(Page extract):
------------------------
This is similar to other answers, but you don't need an intermediate file on disk.

You could also check xlsx if you do not mind the Excel 2007 format, as xlsx does not depend on Perl (though depends on rJava).
After loading the packge via library(xlsx) just try the following:
write.xlsx(USArrests, "/usarrests.xlsx")

It's hard to see what is going on here exactly. Might be several things.
I think the easiest way to write a matrix to excell is by using write.table() and importing the data in excell. It takes an extra step but it also keeps your data in a nice format.
If foo is your matrix:
write.table(foo,"foo.txt")
If you get an error maybe trie coercing the object to a matrix:
write.table(as.matrix(foo),"foo.txt")
Does the matrix contain values in the upper triangle as well? Perhaps making a full matrix works:
foo<-foo+t(foo)
write.table(as.matrix(foo),"foo.txt")
But these are all just random shots in the dark since I don't have a matrix to work with.
EDIT: In response to the other answer, you can remove the column and rownames with col.names=FALSE and row.names=FALSE in both write.table() and write.csv() (which are the same function with different default values).

I have met the same problem, after reinstalling strawberry perl : after debugging the WriteXLS function in R, I found out the the perl module Text::CSV_XS was missing from my fresh new install. I installed this module from the DOS command line :
perl -MCPAN -e shell
install Text::CSV_XS
After this, WriteXLS was working fine.

upper # matrix name
write.xlsx2(upper,file = "File.xlsx", sheetName="Sheetname",col.names=TRUE, row.names=TRUE, append=TRUE, showNA=TRUE)
------------------------
(Data rows):

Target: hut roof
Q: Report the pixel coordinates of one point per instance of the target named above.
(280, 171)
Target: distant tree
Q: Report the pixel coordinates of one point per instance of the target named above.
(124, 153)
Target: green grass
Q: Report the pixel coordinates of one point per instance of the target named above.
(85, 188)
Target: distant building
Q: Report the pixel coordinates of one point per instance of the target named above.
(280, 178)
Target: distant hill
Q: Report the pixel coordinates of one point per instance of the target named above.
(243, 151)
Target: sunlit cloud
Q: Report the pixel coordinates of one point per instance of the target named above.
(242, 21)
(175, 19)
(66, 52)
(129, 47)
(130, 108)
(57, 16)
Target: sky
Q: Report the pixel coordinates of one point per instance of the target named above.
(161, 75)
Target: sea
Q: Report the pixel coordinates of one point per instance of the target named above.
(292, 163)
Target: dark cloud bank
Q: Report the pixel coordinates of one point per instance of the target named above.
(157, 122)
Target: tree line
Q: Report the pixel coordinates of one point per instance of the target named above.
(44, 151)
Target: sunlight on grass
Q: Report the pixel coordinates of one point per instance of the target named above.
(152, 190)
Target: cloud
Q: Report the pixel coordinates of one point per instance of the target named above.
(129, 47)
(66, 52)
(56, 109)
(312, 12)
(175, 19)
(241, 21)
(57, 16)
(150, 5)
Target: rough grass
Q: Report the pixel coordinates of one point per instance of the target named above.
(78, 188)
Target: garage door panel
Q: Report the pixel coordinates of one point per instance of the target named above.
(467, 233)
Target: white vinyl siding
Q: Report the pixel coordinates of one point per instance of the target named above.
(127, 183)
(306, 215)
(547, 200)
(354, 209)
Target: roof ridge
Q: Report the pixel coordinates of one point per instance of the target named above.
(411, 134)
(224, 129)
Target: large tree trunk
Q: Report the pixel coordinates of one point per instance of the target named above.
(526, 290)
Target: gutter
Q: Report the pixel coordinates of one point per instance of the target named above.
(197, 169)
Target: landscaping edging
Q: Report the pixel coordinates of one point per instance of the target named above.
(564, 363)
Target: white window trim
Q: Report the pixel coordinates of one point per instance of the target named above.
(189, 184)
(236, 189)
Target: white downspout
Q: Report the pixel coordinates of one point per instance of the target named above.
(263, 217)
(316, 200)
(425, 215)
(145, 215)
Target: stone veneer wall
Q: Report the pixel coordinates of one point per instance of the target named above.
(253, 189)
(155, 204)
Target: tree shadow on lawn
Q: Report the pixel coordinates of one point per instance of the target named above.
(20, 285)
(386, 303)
------------------------
(Exercise directions):
Using the thread on exporting R data to Excel, decide whether each statement agrees with it. Answer yes or no, and quote the words of the thread that settle it.
(a) The xlsx package depends on Perl.
(b) write.table() and write.csv() are the same function with different default values.
(c) The Perl module Text::CSV_XS was missing after a fresh install of Strawberry Perl.

(Final answer):
(a) No: "xlsx does not depend on Perl (though depends on rJava)"
(b) Yes: "which are the same function with different default values"
(c) Yes: "the perl module Text::CSV_XS was missing from my fresh new install"